- _Extrait à lire_
---*---
On me demande souvent quel est le livre que j’ai le plus offert. Et après réflexion, il me semble que c’est « L’usage du monde » de Nicolas Bouvier pour ce magnifique récit de voyage et surtout pour cette invitation à découvrir le monde qui nous entoure avec nos yeux et non avec ce qu’on nous a raconté. Quel plus beau cadeau à glisser dans une valise pour un premier voyage. Quelle belle lecture pour s’évader quand on ne peut pas bouger. Quel récit pour sortir de sa zone de confort.
C’est aussi ce livre de Nicolas Bouvier qui a donné envie à François-Henri Désérable de partir sur les traces de l’auteur et de sillonner les mêmes villes d’Iran plusieurs décennies plus tard.
Fin 2022, malgré un pays en crise et un désaccord des Affaires étrangères, son avion atterrit sur le sol iranien. Là où tout le monde fuit le régime, il part visiter le pays. L’Iran où règne une tension palpable depuis l’assassinat de Masha Amini. Il arrive au cœur des événements de la révolte iranienne dans un pays où l’on réprime par la violence toute opposition au régime et tout cheveux féminins non couverts.
---*---
Lignes stockées
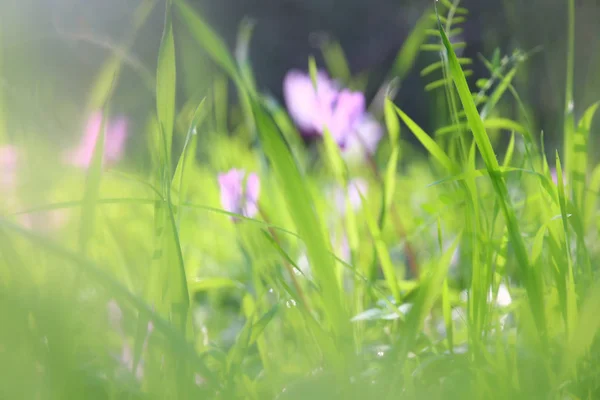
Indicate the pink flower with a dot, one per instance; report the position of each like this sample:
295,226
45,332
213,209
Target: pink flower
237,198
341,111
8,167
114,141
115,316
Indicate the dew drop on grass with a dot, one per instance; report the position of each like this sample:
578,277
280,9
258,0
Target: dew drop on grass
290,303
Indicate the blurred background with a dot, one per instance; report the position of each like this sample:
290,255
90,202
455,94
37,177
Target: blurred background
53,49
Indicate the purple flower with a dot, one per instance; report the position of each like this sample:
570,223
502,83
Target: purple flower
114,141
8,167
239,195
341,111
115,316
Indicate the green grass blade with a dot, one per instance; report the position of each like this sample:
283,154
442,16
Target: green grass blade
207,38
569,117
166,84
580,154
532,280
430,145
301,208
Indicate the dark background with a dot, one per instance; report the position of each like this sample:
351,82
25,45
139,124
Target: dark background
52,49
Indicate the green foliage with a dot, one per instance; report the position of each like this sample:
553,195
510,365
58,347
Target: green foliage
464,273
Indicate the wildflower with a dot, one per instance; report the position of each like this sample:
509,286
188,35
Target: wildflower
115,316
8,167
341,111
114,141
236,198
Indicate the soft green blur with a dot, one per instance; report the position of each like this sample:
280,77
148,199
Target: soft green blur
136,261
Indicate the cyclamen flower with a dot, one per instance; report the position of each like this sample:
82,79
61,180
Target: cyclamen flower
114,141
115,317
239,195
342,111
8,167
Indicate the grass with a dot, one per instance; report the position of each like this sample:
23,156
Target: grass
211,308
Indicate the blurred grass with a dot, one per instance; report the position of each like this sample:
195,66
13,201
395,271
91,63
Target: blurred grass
---*---
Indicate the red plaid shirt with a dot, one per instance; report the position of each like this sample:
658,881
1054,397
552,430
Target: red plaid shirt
---*---
- _À faire_
Selon l'extrait à lire, quand l'avion de François-Henri Désérable atterrit-il sur le sol iranien ? Répondez brièvement, s'il vous plaît.

- _Réponse complète_
Fin 2022.